* [GIVEN RECORDS]:
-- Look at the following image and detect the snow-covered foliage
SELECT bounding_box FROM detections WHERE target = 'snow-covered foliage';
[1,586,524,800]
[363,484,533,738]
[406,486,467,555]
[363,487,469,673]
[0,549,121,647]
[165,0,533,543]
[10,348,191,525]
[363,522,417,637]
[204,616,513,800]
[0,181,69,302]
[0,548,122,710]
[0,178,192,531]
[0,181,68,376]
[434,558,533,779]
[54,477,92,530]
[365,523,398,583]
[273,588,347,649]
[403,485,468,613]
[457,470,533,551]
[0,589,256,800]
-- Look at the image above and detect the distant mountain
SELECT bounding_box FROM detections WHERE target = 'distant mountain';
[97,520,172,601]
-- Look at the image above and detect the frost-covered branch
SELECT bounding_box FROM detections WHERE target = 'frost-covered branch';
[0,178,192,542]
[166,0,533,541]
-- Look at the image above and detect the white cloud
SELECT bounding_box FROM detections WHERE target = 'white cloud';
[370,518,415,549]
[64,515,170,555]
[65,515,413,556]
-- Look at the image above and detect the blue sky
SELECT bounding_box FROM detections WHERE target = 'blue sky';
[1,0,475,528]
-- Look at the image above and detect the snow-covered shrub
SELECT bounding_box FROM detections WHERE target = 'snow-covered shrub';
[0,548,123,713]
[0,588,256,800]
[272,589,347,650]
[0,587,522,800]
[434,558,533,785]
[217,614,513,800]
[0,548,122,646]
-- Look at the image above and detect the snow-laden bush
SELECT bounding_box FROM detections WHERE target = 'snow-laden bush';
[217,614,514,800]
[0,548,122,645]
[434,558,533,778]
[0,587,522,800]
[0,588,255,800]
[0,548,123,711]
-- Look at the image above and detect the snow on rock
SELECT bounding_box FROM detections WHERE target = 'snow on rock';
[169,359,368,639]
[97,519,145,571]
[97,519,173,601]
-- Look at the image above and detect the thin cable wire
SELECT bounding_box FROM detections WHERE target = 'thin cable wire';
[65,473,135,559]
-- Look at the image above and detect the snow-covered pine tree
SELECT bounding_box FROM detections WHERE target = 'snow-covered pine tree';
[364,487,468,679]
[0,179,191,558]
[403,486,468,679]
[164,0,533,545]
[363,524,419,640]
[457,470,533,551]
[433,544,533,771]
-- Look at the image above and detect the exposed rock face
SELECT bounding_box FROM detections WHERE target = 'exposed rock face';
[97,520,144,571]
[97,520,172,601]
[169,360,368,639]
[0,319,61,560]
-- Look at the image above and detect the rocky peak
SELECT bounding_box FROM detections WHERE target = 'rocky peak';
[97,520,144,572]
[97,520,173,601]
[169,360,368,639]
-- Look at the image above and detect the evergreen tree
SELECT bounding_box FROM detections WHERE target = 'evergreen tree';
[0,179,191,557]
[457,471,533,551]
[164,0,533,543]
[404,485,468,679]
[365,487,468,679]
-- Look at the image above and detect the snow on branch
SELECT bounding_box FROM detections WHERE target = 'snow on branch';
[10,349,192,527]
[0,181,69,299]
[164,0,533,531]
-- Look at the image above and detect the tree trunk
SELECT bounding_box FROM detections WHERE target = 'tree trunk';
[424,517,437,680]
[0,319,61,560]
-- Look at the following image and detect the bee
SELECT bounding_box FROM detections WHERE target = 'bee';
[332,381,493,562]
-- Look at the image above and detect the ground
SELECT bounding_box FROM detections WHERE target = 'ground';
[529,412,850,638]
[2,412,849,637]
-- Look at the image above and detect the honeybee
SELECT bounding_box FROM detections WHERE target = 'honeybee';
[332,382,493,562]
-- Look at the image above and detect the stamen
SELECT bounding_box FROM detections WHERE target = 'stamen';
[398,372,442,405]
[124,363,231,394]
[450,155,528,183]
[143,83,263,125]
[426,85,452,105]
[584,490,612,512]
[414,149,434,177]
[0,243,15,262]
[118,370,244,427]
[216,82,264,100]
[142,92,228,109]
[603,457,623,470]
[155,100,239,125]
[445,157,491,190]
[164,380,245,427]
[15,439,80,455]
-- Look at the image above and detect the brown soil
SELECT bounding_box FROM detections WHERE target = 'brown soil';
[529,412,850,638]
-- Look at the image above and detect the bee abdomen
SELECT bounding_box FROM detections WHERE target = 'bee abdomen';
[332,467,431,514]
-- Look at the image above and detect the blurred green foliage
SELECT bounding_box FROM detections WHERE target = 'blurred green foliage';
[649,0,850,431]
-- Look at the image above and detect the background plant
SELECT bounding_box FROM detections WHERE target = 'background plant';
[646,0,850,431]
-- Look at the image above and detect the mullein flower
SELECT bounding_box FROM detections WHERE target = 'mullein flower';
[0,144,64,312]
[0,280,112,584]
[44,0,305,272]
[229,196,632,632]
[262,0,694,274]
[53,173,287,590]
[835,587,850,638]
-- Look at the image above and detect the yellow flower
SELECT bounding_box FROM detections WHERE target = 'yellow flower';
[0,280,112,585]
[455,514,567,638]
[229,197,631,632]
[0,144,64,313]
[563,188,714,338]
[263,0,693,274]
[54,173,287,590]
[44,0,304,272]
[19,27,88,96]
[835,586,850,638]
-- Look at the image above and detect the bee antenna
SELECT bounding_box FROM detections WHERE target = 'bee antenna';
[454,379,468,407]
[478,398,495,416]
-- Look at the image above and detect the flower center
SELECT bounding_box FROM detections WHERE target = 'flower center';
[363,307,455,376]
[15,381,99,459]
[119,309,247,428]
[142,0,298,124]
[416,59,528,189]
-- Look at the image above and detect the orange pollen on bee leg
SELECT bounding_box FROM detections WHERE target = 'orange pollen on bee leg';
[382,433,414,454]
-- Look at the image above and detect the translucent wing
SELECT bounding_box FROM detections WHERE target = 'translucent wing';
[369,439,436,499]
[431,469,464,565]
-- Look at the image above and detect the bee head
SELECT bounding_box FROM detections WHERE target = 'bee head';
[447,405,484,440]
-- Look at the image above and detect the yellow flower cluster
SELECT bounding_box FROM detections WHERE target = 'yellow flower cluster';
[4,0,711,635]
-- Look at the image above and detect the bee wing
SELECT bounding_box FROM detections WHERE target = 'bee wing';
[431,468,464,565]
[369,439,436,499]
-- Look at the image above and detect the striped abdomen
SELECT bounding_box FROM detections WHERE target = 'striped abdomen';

* [YOUR TASK]:
Please repeat the data in full so that nothing differs from the original.

* [RESULT FOR THIS TASK]:
-- Look at the following image and detect the snow-covered foliage
SELECT bounding_box FROM detections WHERE target = 'snow-covered foliage';
[1,586,524,800]
[363,484,533,738]
[406,486,467,555]
[363,487,469,673]
[0,549,121,647]
[165,0,533,543]
[10,348,191,525]
[363,522,417,637]
[204,616,513,800]
[0,181,69,302]
[0,548,122,710]
[0,178,192,531]
[0,181,68,376]
[434,558,533,779]
[54,477,92,530]
[365,523,398,583]
[273,588,347,649]
[403,485,468,613]
[457,470,533,551]
[0,589,256,800]
-- Look at the image above and detect the distant mountain
SELECT bounding_box FROM detections WHERE target = 'distant mountain';
[97,520,172,601]
-- Look at the image above and detect the frost-covered branch
SELECT bounding_box FROM detections WHERE target = 'frost-covered branch';
[0,178,192,542]
[166,0,533,541]
-- Look at the image above and detect the white cloud
SELECT bounding_box FROM detections WHERE target = 'white cloud';
[370,518,415,549]
[64,515,170,555]
[65,515,413,556]
-- Look at the image above and detect the blue sky
SELECT bounding_box FROM detections WHERE target = 'blue sky';
[1,0,475,528]
-- Look at the image above and detect the snow-covered shrub
SELECT bounding_box FROM detections WHERE target = 'snow-covered shrub';
[0,548,123,713]
[0,588,256,800]
[272,589,347,650]
[0,587,522,800]
[434,558,533,785]
[217,614,513,800]
[0,548,122,646]
-- Look at the image above and detect the snow-laden bush
SELECT bounding_box FROM detections WHERE target = 'snow-laden bush';
[217,614,514,800]
[0,548,122,645]
[434,558,533,778]
[0,587,522,800]
[0,588,255,800]
[0,548,123,711]
-- Look at the image above and detect the snow on rock
SELECT bounding_box FROM detections WHERE target = 'snow on rock';
[169,359,368,639]
[97,519,145,571]
[97,519,173,601]
-- Look at the image above and detect the thin cable wire
SELECT bounding_box FROM detections WHERE target = 'thin cable wire';
[65,473,135,559]
-- Look at the image above and detect the snow-covered pine tree
SELECT bounding_box FROM detections WHERE target = 'snow-covered pine tree';
[364,487,468,679]
[0,179,191,558]
[403,486,468,679]
[164,0,533,545]
[363,524,419,640]
[457,470,533,551]
[433,544,533,771]
-- Look at the image above and detect the exposed rock face
SELECT bounding_box FROM detections WHERE target = 'exposed rock face';
[97,520,144,571]
[97,520,172,601]
[169,360,368,639]
[0,319,61,560]
-- Look at the image above and detect the rocky peak
SELECT bounding_box FROM detections WHERE target = 'rocky peak';
[97,520,144,572]
[97,520,173,601]
[169,360,368,639]
-- Look at the image above and detect the evergreen tree
SELECT bounding_box FROM detections WHERE target = 'evergreen tree';
[0,179,191,557]
[457,471,533,551]
[164,0,533,543]
[404,485,468,679]
[365,487,468,679]
-- Look at the image above and detect the snow on branch
SELECT bounding_box FROM detections WHERE target = 'snow on branch';
[10,349,192,527]
[0,181,69,299]
[164,0,533,531]
-- Look at the image above and detect the tree trunk
SELECT bounding_box FROM detections WHERE target = 'tree trunk';
[424,517,437,680]
[0,319,61,560]
-- Look at the following image and detect the bee
SELECT bounding_box FROM detections WHERE target = 'bee';
[332,381,493,562]
-- Look at the image above and detect the ground
SELECT bounding_box FROM detections WHERE target = 'ground';
[529,412,850,638]
[2,412,849,637]
-- Look at the image above and detect the honeybee
SELECT bounding_box FROM detections WHERE target = 'honeybee';
[332,382,493,562]
-- Look at the image above and detect the stamen
SELECT bounding_box FROM detections WHERE target = 'stamen';
[398,372,442,405]
[124,363,231,394]
[450,155,528,183]
[143,83,263,125]
[426,85,452,105]
[584,490,612,512]
[414,149,434,177]
[0,243,15,262]
[118,370,244,427]
[216,82,264,100]
[142,92,228,109]
[603,457,623,470]
[155,100,239,125]
[445,157,491,190]
[164,380,245,427]
[15,439,80,455]
-- Look at the image above and detect the brown soil
SELECT bounding_box FROM detections WHERE target = 'brown soil';
[529,412,850,638]
-- Look at the image above and detect the bee abdomen
SELECT bounding_box FROM detections WHERE target = 'bee abdomen';
[332,467,431,514]
-- Look at the image above and detect the blurred green foliage
SELECT bounding_box FROM detections WHERE target = 'blurred green foliage';
[649,0,850,431]
-- Look at the image above and detect the background plant
SELECT bounding_box FROM detections WHERE target = 'background plant';
[646,0,850,431]
-- Look at the image above and detect the mullein flower
SELECT bounding_box FROM detections WHERE target = 'mullein flower';
[0,144,64,312]
[0,280,112,584]
[44,0,305,272]
[229,196,632,632]
[262,0,694,274]
[53,173,287,590]
[835,587,850,638]
-- Look at the image above and detect the yellow flower
SELECT bounding_box FROM detections WHERE target = 'yellow flower';
[0,280,112,585]
[455,514,567,638]
[229,197,631,632]
[0,144,64,313]
[563,188,714,338]
[263,0,693,274]
[54,173,287,590]
[44,0,304,272]
[19,27,88,96]
[835,586,850,638]
-- Look at the image above and detect the bee antenna
SELECT bounding_box FROM detections WHERE target = 'bee antenna';
[454,379,468,407]
[478,398,495,416]
-- Look at the image above and detect the flower center
SELECT bounding_box FROM detections WHERE target = 'flower center';
[363,307,455,376]
[15,381,99,459]
[119,309,247,428]
[142,0,298,124]
[416,59,528,189]
-- Look at the image above and detect the orange pollen on bee leg
SELECT bounding_box FROM detections WHERE target = 'orange pollen on bee leg';
[382,433,414,454]
-- Look at the image above and detect the translucent wing
SELECT bounding_box FROM detections WHERE target = 'translucent wing';
[369,439,436,499]
[431,469,464,565]
-- Look at the image above and detect the bee head
SELECT bounding_box FROM detections WHERE target = 'bee head';
[447,405,484,440]
-- Look at the image above and detect the yellow flower cluster
SELECT bounding_box FROM detections WHERE target = 'yellow flower cluster';
[4,0,711,635]
-- Look at the image above and detect the bee wing
SELECT bounding_box FROM detections WHERE target = 'bee wing';
[431,468,464,565]
[369,439,436,499]
-- Look at the image above and detect the striped abdomen
SELECT bounding_box FROM detections WHERE target = 'striped abdomen';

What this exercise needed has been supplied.